Inflation dilemma

07 May 2020

4 minute read

In the aftermath of the COVID-19 pandemic, should investors prepare for a long period of deflation and low growth, or a surge in inflation?

Key points:

  • The COVID-19 pandemic has hit economies and may trigger weaker price growth, if not deflation
  • Any reversal of globalisation after the crisis would probably increase costs for most companies
  • Wage rises have usually run ahead of inflation after pandemics, putting upward pressure on prices
  • Inflation-linked bonds, gold, infrastructure and real estate have typically provided some protection against inflation.

The COVID-19 pandemic has caused a dramatic plunge in global growth. A resulting recession should have a deflationary effect on the global economy. Weaker activity, coupled with excess production capacity, usually causes prices to slow, if not fall. This time, the effect of much weaker commodity prices is also likely to depress headline inflation.

Central banks have reacted to the crisis by easing monetary policy and establishing initiatives to inject more liquidity into the economy. Not least the US Federal Reserve, whose balance sheet has risen by $2.3tn in six weeks. Governments have also done their bit, with fiscal measures passed that are mostly aimed at supporting demand, whether through loans, grants or social security benefits to individuals and businesses. This is happening when most companies have reduced, or stopped, their activity. Meanwhile, many households are likely to save more and consume less in such uncertain times.

Over the past 30 years, globalisation has helped cut inflation rates by enabling companies to cut employment costs or achieve more efficient supply chains. Any reversal of globalisation would probably increase costs for most companies. A long period of social distancing could also make it more expensive to run a consumer-focused business, as the number of consumers able to use premises is cut to ensure a safe distance is kept between them (restaurants, airlines and shopping malls are among businesses that are likely to face this issue).

Furthermore, wage rises may run ahead of inflation after the pandemic. Research by the Federal Reserve Bank of San Francisco found examples of this in many previous pandemics.

Pandemic recovery and the debt burden

This pandemic will be comparable to wars when it comes to debt creation but dealing with the stock of debt is going to be different. Growth is usually strong soon after a war, as much investment is needed to replenish destroyed capital. However, pandemic recovery does not usually call for such a response considering the output gap. While a strongly expanding economy helped to reduce the debt burden after World War II, growth is unlikely to be strong enough to meaningfully reduce government debt this time.

Given the amount of debt the global authorities are creating to support their economies, debt as a share of output in most developed countries may supersede that seen during periods of war. As such, central banks might turn a blind eye to inflation so it eats away at the nominal debt level.

Equity and fixed income markets are taking divergent views on inflation prospects. Equities have strongly rebounded since the sharp falls seen in early March, hinting at a quick, strong pickup in activity once the effects of COVID-19 dissipate. Meanwhile, the US five-year, five-year forward inflation measure, which reflects market expectations for inflation in a decade, hit a record low in March.

While it is difficult to forecast long-term inflation, there seems to be convincing reasons in favour of adding marginal protection against inflation to a portfolio. Inflation-linked bonds, gold, infrastructure and real estate are among asset classes that have typically provided the best hedge against inflation.

Data provided:
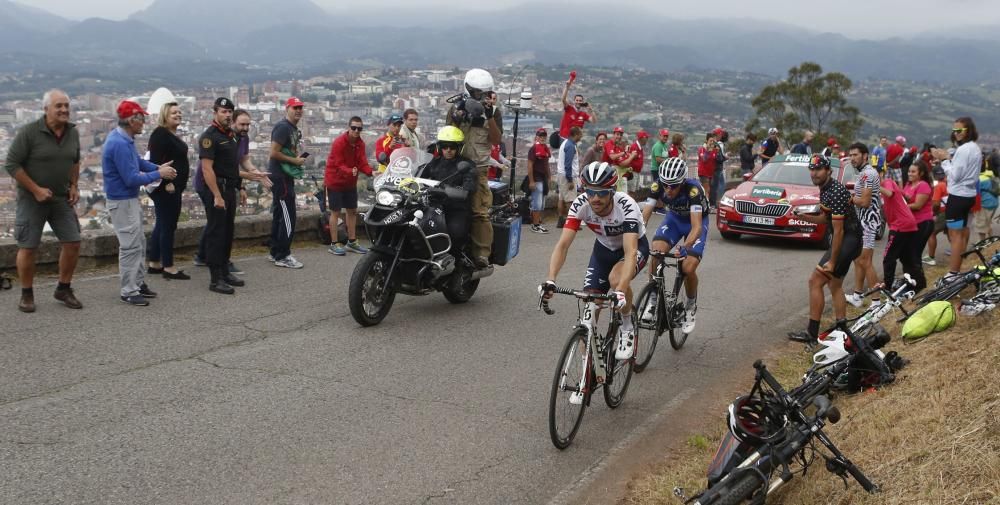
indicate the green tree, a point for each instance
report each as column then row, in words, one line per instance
column 807, row 99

Your task: Which asset classes does the "Inflation dilemma" article say have typically provided protection against inflation?

Output: Inflation-linked bonds, gold, infrastructure, and real estate.